--- start ---

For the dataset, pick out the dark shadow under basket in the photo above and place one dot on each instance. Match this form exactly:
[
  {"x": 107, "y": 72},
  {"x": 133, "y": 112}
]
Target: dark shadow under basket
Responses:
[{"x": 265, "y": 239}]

--- end ---
--- start ---

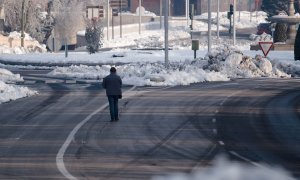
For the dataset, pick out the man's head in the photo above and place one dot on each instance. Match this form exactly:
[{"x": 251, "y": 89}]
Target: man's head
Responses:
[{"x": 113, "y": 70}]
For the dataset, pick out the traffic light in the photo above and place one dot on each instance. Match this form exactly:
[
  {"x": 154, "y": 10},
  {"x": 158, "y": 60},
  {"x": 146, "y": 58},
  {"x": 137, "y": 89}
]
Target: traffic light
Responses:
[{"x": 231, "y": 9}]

--- end ---

> [PROBLEM]
Collect every line in the material above that contains the string "form". Treat uppercase and lowercase letters as distinct.

> [WRITTEN REPLY]
For the dataset, pick out the dark shadow under basket in the photo above and place one dot on each instance. Match this form exactly:
For the dataset, pick out the man's head in the photo above and place one dot on each instance. Match this form exactly:
For the dataset, pick out the traffic light in the photo above and place one dot on each instance. Match this form exactly:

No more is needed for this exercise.